**Extracted text**
Ok so this will probably be a lengthy wall of text explaining backstory etc but please bear with me.

My girlfriend of 3.5 years and I broke up about 3 weeks ago and I am not really sure whose fault it was or just any advice/comments from anyone especially anyone whose found 'class' to be an issue in relationships.

The backstory:

We met at the start of 2nd year in Durham ( October 2009). I come from a very middle class background: private education, only child and from Surrey however she came from a single parent council house (although very intelligent, well spoken etc) near Maidstone (Kent).

The start was very rocky - frequent class issues caused us to almost break up several times very early on. However I will add it was never from side, I don't ever judge anyone and view everyone equally however she seemed to have real issues that I came from a better background than her.

We broke up for about 6 months in January after she slept with her ex twice which as someone from a family where her dad walked out on her mum I just couldn't fathom??! I had never been cheated on ever before and was totally not prepared for it especially how attached to her I had become in such a short space of time. I did not take it well and ultimately was the catalyst for a depressive spiral that led me to drop out of my second year at university. However I met a new girlfriend, probably a rebound however nice all the same, and as soon as it went on facebook the ex was on the phone "how can you be over me so soon" "i still love you" "please give it another chance" etc. I knew I was still in love with her and decided to give it another shot. This time I was more cautious about getting overly attached however always had this sense of paranoia in the back of my mind.

**Stored data**
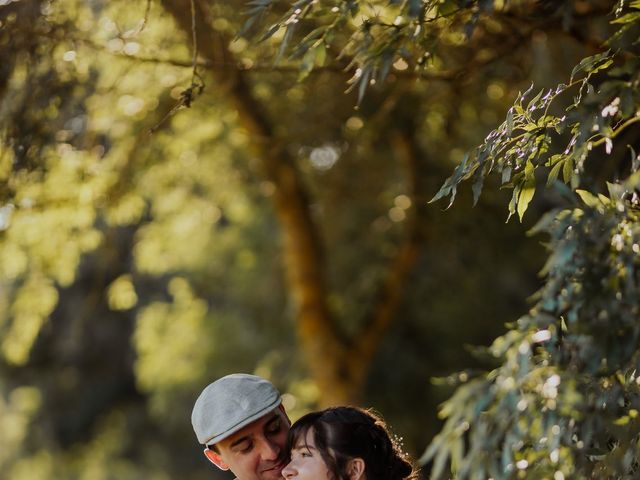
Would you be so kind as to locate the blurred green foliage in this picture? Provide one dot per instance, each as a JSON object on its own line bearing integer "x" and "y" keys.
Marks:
{"x": 142, "y": 251}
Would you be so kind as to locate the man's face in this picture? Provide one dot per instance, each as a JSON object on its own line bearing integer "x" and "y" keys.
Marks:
{"x": 256, "y": 451}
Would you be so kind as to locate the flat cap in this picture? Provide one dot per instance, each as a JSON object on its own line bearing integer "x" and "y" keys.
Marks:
{"x": 229, "y": 404}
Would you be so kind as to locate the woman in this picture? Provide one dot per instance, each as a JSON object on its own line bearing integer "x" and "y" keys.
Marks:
{"x": 344, "y": 443}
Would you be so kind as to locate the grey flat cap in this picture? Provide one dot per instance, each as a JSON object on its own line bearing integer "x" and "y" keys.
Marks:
{"x": 230, "y": 403}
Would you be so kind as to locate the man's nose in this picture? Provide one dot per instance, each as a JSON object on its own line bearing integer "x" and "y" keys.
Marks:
{"x": 269, "y": 450}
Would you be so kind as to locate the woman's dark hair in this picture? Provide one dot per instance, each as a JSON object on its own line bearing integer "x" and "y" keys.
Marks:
{"x": 343, "y": 433}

**What you will do**
A) Using the breakup post, decide whether each statement agrees with it: (i) the couple met in Durham in October 2009; (ii) the writer has brothers or sisters; (iii) the writer completed the second year at university. For each, answer yes or no and quote the deciding words.
B) Extract from the breakup post, word for word, the part that opens with the words containing "We met at the" and closes with "near Maidstone (Kent).".
The rows are separate material and have no connection to the breakup post.

**List of solutions**
A)
(i) Yes: "We met at the start of 2nd year in Durham ( October 2009)."
(ii) No: "only child"
(iii) No: "led me to drop out of my second year at university"

B)
We met at the start of 2nd year in Durham ( October 2009). I come from a very middle class background: private education, only child and from Surrey however she came from a single parent council house (although very intelligent, well spoken etc) near Maidstone (Kent).